The field of knowledge discovery in databases (KDD) emerged in response to the abundance of data, the need for systematic analysis, and the limitations of traditional statistical methods. This process involves several stages: data cleansing, data integration, data selection, data reformation, data mining, model assessment, and knowledge presentation.
Data mining is the process of discovering knowledge and significant models from mass data. It is considered fundamental within the knowledge discovery framework as it reveals hidden models for assessment (Han et al. 2011). Clustering is a data mining technique employed to segregate unlabeled data, with the objective of separating clusters based on their density and distance from each other. Text mining refers to the automated analysis of text to extract or discover new, reliable, novel, previously unknown, useful, and understandable knowledge from unstructured and semi-structured data. Text mining utilizes methods such as information recovery, information extraction, and natural language processing (Keivanpour, Hasanzadeh, and Moradi, 2014).
Neural networks represent a branch of computational intelligence that aims to address problems through abstraction structure. The performance of neural networks is achieved through training and sampling information. Neuronal units play a crucial role in neural networks, as they follow simple computational transformation. Despite the simplicity of individual neurons, the network structure gains applicability in both basic and complex systems through the aggregation of these neurons (Teshnelab and Jafari 2015). Deep learning involves a function that maps input to output, with deep neural networks identifying the relationship between input and output data. The "deep" aspect signifies the presence of multiple layers in these networks, where each layer consists of nodes that function as computational units, in which the input data is multiplied by a weight, similar to neurons in the human brain (Jalili 2020).
Bojanowski et al. (2014) proposed the Skip-gram model for embedding fastText, representing each word as an n-gram character bag. Each n-gram character is associated with a vector representation, and words are defined as the sum of these representations. This method enables efficient training of large models and allows for the calculation of words not present in the training data.
The GloVe model, introduced by Pennington et al. (Imenpour and Me’amariani, 2019), where global vectors were designed to overcome some limitations of word2vector by training representations focused on general texts. GloVe is a device to represent words based on the global statistics of words frequency, which explains semantic information of words by modeling the textual link of words. The principal idea is that words with similar meaning often appear in similar content.
The ELMO model was proposed by Peters et al. (2018) to model the complex features of word usage, such as syntax and semantics, and to elaborate on how these applications differ in linguistic domains. Unlike more traditional embeddings such as word2vector and GloVe, there are different representations for a word, and the words with different meanings in different sentences have different vectors in the ELMO model.

## Items
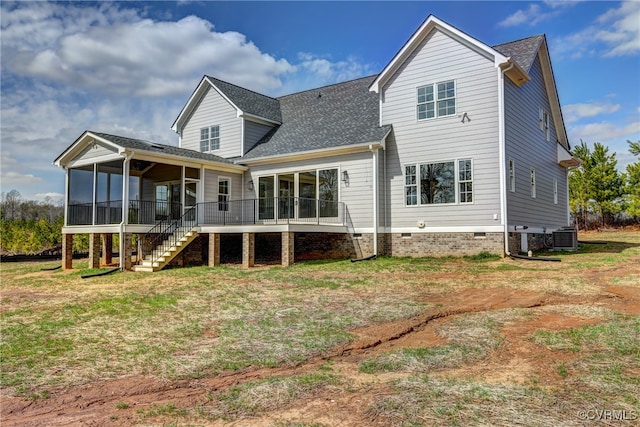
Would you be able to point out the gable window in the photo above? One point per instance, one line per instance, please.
(533, 183)
(439, 183)
(436, 100)
(512, 175)
(209, 138)
(224, 189)
(544, 122)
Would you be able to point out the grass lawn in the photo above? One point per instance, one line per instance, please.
(576, 345)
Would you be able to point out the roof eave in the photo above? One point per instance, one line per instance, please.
(310, 154)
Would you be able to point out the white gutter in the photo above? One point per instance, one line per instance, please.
(502, 156)
(375, 198)
(125, 204)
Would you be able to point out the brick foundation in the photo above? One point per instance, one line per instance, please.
(67, 251)
(442, 244)
(94, 250)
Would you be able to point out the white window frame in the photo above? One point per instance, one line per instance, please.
(533, 183)
(223, 199)
(544, 122)
(464, 181)
(210, 142)
(416, 183)
(435, 100)
(512, 175)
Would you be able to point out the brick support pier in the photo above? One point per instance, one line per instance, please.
(288, 248)
(128, 251)
(94, 250)
(248, 249)
(107, 249)
(67, 251)
(214, 249)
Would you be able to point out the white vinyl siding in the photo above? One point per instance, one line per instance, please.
(212, 185)
(440, 58)
(214, 110)
(525, 143)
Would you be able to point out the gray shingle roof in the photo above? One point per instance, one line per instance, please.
(250, 102)
(331, 116)
(142, 145)
(522, 51)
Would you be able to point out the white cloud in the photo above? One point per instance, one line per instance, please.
(575, 112)
(614, 33)
(605, 132)
(69, 67)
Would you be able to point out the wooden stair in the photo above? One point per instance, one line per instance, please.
(167, 250)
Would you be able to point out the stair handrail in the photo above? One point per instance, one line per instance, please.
(166, 230)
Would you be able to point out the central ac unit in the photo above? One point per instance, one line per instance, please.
(565, 239)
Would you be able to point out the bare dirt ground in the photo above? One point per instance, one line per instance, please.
(515, 361)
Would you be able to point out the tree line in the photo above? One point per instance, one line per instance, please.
(600, 195)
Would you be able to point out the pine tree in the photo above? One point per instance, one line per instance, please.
(606, 186)
(579, 195)
(633, 182)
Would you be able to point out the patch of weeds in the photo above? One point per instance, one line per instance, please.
(562, 370)
(270, 394)
(483, 256)
(417, 401)
(471, 337)
(609, 355)
(162, 410)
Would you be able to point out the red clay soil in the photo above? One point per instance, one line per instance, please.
(94, 404)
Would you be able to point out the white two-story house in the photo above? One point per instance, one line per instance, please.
(454, 148)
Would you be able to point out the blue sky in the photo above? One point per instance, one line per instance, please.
(128, 67)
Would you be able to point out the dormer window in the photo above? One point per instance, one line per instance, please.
(436, 100)
(210, 138)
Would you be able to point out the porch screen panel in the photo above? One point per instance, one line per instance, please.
(307, 194)
(266, 197)
(80, 197)
(328, 193)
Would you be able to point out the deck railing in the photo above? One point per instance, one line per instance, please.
(272, 210)
(110, 212)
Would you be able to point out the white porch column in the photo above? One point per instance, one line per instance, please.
(94, 208)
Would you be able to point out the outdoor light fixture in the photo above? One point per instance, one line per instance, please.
(345, 177)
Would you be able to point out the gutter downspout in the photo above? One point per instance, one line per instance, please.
(125, 203)
(375, 199)
(502, 155)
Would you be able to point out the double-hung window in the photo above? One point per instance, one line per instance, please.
(209, 138)
(436, 100)
(439, 183)
(545, 123)
(224, 187)
(533, 183)
(512, 175)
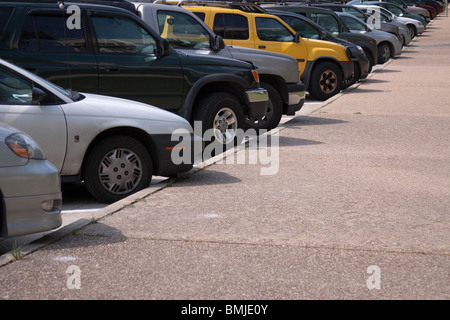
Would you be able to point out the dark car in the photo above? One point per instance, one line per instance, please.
(344, 8)
(111, 51)
(328, 20)
(307, 28)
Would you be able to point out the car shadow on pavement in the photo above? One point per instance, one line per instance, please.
(93, 234)
(300, 121)
(384, 70)
(204, 178)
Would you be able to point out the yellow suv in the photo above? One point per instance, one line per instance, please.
(324, 65)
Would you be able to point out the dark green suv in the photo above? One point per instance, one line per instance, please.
(110, 51)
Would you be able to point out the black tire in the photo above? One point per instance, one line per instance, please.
(274, 111)
(412, 30)
(356, 76)
(384, 53)
(326, 81)
(222, 113)
(117, 167)
(371, 59)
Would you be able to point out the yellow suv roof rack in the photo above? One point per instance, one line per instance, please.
(243, 6)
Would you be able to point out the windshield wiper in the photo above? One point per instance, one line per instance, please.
(75, 95)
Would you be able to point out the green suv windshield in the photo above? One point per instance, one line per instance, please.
(182, 31)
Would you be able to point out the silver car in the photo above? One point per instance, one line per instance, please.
(414, 27)
(30, 188)
(113, 145)
(388, 44)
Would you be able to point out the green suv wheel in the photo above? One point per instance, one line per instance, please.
(326, 81)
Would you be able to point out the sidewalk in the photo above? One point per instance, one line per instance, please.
(359, 209)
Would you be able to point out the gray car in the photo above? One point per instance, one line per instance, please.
(388, 44)
(114, 145)
(30, 188)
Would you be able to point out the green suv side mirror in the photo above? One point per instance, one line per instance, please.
(166, 47)
(218, 43)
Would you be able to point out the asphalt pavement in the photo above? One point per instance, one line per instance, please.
(350, 199)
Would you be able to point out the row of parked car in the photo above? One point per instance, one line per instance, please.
(93, 90)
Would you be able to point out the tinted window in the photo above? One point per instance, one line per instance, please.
(354, 12)
(122, 35)
(13, 89)
(326, 21)
(269, 29)
(200, 15)
(303, 28)
(231, 26)
(353, 24)
(5, 15)
(182, 30)
(48, 33)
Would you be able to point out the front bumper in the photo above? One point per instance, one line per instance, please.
(258, 100)
(296, 98)
(176, 152)
(397, 48)
(348, 69)
(420, 29)
(32, 198)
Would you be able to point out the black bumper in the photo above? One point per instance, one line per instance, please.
(296, 98)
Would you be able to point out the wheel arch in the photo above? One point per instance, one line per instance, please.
(311, 65)
(391, 46)
(3, 222)
(279, 84)
(132, 132)
(229, 83)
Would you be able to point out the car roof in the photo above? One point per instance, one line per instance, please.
(88, 4)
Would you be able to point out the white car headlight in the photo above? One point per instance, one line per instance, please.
(23, 146)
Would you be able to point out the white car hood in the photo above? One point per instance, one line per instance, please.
(111, 107)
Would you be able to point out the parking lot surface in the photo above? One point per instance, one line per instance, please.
(355, 206)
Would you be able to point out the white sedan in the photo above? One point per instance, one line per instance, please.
(113, 145)
(30, 189)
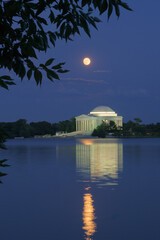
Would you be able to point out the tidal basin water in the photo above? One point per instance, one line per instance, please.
(81, 189)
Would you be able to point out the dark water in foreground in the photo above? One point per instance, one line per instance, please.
(84, 189)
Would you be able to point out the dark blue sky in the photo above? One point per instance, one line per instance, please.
(124, 74)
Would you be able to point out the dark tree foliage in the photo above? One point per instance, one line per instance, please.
(21, 128)
(29, 26)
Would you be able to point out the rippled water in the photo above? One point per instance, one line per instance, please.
(81, 189)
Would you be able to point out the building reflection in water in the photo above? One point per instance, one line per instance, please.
(88, 215)
(99, 160)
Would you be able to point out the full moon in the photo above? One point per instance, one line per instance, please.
(86, 61)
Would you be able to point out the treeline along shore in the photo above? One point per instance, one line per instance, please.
(21, 128)
(133, 128)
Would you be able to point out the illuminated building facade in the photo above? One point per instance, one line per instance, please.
(87, 123)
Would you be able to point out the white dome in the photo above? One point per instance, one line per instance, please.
(103, 111)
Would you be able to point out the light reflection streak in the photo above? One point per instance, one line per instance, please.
(99, 161)
(89, 225)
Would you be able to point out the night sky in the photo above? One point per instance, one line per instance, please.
(124, 74)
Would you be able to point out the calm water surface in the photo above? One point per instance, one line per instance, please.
(86, 189)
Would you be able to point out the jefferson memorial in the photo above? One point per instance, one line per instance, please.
(87, 123)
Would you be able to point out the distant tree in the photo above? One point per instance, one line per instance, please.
(40, 128)
(28, 27)
(137, 120)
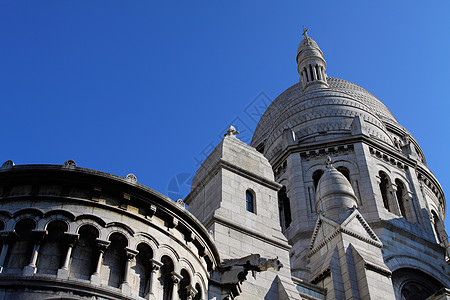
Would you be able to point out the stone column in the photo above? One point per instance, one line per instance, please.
(153, 280)
(309, 74)
(101, 245)
(314, 73)
(7, 237)
(125, 286)
(176, 278)
(37, 236)
(191, 291)
(70, 240)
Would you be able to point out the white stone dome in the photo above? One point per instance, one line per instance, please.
(320, 114)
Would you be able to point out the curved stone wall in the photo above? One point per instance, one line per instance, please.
(72, 231)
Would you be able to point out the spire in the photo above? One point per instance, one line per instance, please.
(311, 65)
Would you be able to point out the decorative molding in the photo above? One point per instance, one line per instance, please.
(327, 151)
(387, 158)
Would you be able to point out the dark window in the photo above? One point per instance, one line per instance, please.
(142, 268)
(166, 277)
(316, 177)
(401, 197)
(250, 201)
(20, 253)
(344, 172)
(115, 258)
(436, 225)
(183, 292)
(384, 183)
(198, 296)
(284, 207)
(84, 253)
(52, 250)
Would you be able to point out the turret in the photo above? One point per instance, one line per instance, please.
(335, 197)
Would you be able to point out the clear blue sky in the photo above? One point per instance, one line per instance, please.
(147, 87)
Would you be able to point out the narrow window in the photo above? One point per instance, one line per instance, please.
(51, 251)
(311, 72)
(400, 193)
(166, 277)
(384, 183)
(142, 268)
(306, 75)
(183, 292)
(198, 296)
(284, 206)
(316, 177)
(436, 225)
(250, 201)
(84, 252)
(344, 172)
(319, 77)
(114, 260)
(20, 253)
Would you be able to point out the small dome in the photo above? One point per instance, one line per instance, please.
(334, 195)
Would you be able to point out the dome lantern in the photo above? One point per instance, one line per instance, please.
(311, 65)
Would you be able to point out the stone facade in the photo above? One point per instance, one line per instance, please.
(333, 199)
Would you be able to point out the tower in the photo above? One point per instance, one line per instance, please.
(235, 196)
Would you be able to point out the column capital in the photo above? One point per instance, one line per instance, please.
(176, 278)
(38, 235)
(131, 254)
(191, 292)
(71, 238)
(102, 245)
(8, 236)
(155, 265)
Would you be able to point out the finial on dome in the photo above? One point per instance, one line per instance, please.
(231, 131)
(311, 65)
(329, 163)
(305, 30)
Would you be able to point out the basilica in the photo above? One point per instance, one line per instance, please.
(332, 199)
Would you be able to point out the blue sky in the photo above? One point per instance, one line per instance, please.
(148, 87)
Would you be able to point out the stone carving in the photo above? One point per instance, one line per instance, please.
(8, 164)
(231, 131)
(236, 270)
(180, 203)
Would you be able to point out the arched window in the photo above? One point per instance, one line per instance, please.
(250, 201)
(166, 277)
(284, 207)
(412, 284)
(183, 291)
(84, 252)
(436, 225)
(316, 177)
(400, 193)
(384, 184)
(142, 268)
(20, 253)
(199, 294)
(344, 172)
(52, 249)
(114, 260)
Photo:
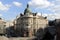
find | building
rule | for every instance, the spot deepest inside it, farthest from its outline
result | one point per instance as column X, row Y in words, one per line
column 2, row 26
column 29, row 22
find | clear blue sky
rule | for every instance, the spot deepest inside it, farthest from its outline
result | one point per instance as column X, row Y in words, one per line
column 9, row 9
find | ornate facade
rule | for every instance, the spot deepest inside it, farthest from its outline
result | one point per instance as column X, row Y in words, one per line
column 2, row 26
column 29, row 22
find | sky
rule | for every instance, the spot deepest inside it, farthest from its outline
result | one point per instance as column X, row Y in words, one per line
column 9, row 9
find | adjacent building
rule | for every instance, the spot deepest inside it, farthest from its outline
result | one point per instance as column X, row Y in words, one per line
column 28, row 22
column 2, row 26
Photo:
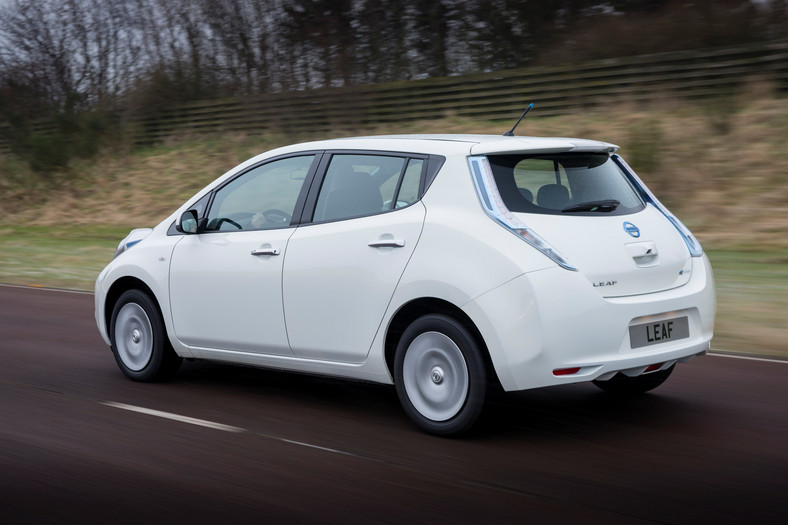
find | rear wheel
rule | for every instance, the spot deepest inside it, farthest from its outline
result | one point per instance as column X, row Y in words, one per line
column 139, row 340
column 440, row 375
column 621, row 384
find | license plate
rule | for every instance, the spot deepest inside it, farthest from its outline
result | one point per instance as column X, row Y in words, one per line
column 658, row 332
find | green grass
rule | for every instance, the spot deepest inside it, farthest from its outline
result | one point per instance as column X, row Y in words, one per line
column 752, row 301
column 56, row 257
column 752, row 286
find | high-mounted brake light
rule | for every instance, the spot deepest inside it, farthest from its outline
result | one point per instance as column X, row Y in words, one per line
column 692, row 243
column 494, row 207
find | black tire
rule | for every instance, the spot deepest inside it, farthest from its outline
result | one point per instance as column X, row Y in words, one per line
column 139, row 339
column 623, row 385
column 440, row 375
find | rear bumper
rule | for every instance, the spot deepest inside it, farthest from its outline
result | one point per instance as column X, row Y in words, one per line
column 554, row 320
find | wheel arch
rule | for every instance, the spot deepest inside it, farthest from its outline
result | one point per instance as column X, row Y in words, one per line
column 416, row 308
column 118, row 288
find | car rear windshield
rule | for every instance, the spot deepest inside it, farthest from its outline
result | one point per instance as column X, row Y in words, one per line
column 564, row 184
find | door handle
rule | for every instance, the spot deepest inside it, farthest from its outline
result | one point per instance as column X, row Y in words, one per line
column 265, row 251
column 387, row 243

## Given exercise 1
In the passage on data mining and word embeddings, how does the Skip-gram model proposed by Bojanowski et al. represent each word?
## Given exercise 2
Rewrite the part of the passage on data mining and word embeddings starting with "The ELMO model was" and going on through "the ELMO model.", replacing "word2vector" with "word2vec".
Use only the passage on data mining and word embeddings to respond, not the entries.

## Full output 1
As a bag of character n-grams, with the word defined as the sum of the n-gram vector representations.

## Full output 2
The ELMO model was proposed by Peters et al. (2018) to model the complex features of word usage, such as syntax and semantics, and to elaborate on how these applications differ in linguistic domains. Unlike more traditional embeddings such as word2vec and GloVe, there are different representations for a word, and the words with different meanings in different sentences have different vectors in the ELMO model.